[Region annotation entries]
━━━
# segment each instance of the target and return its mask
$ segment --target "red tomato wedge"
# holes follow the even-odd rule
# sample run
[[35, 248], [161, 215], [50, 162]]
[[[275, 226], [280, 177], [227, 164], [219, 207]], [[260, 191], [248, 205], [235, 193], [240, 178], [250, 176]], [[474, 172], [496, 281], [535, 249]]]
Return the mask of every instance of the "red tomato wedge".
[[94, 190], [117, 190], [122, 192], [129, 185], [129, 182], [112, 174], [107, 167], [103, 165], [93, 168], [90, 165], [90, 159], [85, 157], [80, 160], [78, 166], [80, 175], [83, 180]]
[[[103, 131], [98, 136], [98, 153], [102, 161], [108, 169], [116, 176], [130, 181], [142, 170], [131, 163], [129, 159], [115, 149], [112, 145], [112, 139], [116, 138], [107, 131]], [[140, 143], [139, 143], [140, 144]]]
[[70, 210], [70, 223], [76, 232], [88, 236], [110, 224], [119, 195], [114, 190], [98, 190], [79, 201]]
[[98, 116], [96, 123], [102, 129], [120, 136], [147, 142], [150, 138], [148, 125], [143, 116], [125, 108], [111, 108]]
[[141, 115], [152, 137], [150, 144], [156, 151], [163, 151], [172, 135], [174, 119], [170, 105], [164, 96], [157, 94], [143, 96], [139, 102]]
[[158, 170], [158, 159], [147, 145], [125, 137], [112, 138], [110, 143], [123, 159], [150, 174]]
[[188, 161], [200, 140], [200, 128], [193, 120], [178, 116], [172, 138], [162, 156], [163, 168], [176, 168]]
━━━
### To be done
Which lines of the items above contain the string "segment"? Copy each such line in full.

### Worked solution
# segment each instance of the target and return its mask
$ segment --target "red tomato wedge"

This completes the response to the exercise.